→ **EXTRACT TO READ**:
◆ ◆ ◆ ◆ ◆

Impact of Race and Ethnicity on High School Graduation Rates

Abstract

Graduation and dropout rates have become an important indicator of long-term economic and career success. While there have been nationwide improvements in these rates, gaps persist correlating to race and ethnicity, and cannot be explained solely with reference to family income. African Americans, Hispanic Americans, Native Americans, Alaska Natives, and Pacific Islanders consistently graduate in smaller proportions than whites and Asian Americans do. These disparities carry over into college readiness and graduation rates.

Overview

Over the last half of the twentieth century, graduation from high school increasingly became an important prerequisite to obtaining a well-paying job and long-term financial security. This became even more true as college enrollment more than doubled in that period, as the job market continued to shift away from agriculture and manufacturing towards white-collar and service work; by the twenty-first century, more than half of jobs required a college degree, and the majority of the remainder required a high school diploma. For these reasons, inequities in graduation rates contribute to inequities in later economic outcomes. That is, inequities are seen to persist over generations, as one of the key indicators of the probability of high school graduation is whether both of a student's parents graduated.

◆ ◆ ◆ ◆ ◆

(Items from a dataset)
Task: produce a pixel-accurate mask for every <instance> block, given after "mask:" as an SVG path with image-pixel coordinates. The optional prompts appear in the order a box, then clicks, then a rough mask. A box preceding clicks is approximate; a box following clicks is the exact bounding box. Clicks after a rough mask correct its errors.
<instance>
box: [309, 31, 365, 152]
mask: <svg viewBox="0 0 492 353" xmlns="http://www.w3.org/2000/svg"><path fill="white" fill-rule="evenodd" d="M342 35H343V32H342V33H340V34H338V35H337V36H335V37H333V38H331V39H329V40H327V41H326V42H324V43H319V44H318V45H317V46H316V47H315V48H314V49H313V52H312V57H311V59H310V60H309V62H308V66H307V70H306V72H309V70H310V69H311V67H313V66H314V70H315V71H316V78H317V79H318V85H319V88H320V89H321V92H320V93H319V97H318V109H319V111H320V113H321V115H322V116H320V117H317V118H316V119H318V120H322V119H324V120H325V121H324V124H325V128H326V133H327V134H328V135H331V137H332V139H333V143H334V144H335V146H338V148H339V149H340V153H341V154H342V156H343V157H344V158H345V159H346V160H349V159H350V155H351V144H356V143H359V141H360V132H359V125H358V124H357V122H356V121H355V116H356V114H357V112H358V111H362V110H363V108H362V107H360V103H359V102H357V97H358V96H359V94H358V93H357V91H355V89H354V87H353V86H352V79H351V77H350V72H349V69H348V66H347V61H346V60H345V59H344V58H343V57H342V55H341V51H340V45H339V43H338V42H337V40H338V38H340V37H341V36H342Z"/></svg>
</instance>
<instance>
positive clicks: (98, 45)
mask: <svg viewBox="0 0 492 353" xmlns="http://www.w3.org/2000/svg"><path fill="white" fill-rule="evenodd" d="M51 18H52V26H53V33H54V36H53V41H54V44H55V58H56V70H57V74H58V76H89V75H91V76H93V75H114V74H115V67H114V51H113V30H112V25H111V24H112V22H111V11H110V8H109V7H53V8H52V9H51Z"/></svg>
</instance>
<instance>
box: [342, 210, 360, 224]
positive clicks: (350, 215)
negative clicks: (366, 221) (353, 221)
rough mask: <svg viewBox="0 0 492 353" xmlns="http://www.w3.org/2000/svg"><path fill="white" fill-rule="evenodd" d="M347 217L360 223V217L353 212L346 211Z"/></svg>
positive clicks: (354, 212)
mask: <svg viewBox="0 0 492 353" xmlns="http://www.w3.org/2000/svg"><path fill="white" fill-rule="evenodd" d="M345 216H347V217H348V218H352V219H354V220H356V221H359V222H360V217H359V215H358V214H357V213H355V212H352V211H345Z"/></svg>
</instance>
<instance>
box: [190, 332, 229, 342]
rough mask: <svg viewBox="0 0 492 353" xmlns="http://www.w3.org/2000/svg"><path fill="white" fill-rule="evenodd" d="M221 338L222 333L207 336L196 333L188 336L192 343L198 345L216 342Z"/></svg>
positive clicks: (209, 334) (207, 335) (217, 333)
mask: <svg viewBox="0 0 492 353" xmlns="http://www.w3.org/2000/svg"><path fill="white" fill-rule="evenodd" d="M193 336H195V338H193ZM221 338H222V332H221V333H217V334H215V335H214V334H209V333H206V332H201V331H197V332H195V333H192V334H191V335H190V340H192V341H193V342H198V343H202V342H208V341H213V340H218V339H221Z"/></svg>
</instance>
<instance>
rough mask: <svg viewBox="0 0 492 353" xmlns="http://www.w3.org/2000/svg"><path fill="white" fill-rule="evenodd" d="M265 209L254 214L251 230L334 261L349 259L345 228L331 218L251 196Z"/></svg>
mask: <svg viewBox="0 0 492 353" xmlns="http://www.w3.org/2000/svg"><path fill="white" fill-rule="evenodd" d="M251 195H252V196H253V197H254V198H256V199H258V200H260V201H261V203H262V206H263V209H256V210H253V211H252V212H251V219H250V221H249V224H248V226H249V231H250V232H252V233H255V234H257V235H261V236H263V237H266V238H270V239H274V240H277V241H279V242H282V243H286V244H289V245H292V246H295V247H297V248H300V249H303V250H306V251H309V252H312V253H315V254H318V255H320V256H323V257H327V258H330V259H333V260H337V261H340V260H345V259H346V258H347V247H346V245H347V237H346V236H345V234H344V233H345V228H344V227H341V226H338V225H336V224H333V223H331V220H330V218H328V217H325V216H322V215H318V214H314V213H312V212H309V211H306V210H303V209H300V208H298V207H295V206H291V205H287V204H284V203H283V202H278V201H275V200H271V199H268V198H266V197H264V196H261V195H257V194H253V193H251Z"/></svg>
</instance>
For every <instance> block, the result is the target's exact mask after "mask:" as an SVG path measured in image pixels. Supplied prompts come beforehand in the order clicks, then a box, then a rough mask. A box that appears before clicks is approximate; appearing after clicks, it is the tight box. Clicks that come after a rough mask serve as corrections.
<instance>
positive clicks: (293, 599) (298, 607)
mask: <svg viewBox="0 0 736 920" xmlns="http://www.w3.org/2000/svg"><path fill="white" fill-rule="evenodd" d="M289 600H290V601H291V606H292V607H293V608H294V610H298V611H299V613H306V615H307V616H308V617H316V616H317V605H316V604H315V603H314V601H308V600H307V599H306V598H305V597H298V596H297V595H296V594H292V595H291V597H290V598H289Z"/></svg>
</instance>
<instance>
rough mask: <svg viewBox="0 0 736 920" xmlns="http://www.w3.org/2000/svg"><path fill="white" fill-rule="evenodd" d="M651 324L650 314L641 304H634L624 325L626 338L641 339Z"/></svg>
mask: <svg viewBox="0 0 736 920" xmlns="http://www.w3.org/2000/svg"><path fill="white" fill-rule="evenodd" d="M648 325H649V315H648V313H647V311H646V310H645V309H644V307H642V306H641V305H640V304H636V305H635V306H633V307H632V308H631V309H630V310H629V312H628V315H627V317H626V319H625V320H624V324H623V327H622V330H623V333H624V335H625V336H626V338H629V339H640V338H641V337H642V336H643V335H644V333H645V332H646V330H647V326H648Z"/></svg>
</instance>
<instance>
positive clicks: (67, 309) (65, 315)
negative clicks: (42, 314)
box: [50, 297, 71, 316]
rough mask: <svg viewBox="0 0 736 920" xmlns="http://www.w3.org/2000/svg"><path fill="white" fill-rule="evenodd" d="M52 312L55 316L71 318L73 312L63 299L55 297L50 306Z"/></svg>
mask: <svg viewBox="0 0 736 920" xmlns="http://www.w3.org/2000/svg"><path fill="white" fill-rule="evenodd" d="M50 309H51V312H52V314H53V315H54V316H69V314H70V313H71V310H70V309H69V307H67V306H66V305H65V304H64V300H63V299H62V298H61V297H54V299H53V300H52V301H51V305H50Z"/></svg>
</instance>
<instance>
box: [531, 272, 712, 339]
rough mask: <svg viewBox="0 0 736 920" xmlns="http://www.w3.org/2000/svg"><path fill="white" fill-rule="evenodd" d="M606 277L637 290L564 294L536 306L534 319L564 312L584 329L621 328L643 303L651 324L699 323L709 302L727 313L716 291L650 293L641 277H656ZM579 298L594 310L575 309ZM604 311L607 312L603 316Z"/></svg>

◆ ◆ ◆ ◆ ◆

→ **USING THE INFORMATION**:
**1)** Decide whether each statement below agrees with the text on high school graduation rates, answering yes or no and quoting the deciding words of that text: (a) The gaps in graduation rates can be explained entirely by family income. (b) College enrollment more than doubled over the last half of the twentieth century. (c) By the twenty-first century, more than half of jobs required a college degree.
**2)** Translate this sentence from the text on high school graduation rates into Spanish: "These disparities carry over into college readiness and graduation rates."
**3)** According to the text on high school graduation rates, what is one of the key indicators of the probability of high school graduation?

→ **SOLUTIONS PER TASK**:
**1)**
(a) No: "cannot be explained solely with reference to family income"
(b) Yes: "college enrollment more than doubled in that period"
(c) Yes: "by the twenty-first century, more than half of jobs required a college degree"

**2)** Estas disparidades se trasladan a la preparación para la universidad y a las tasas de graduación.

**3)** Whether both of a student's parents graduated.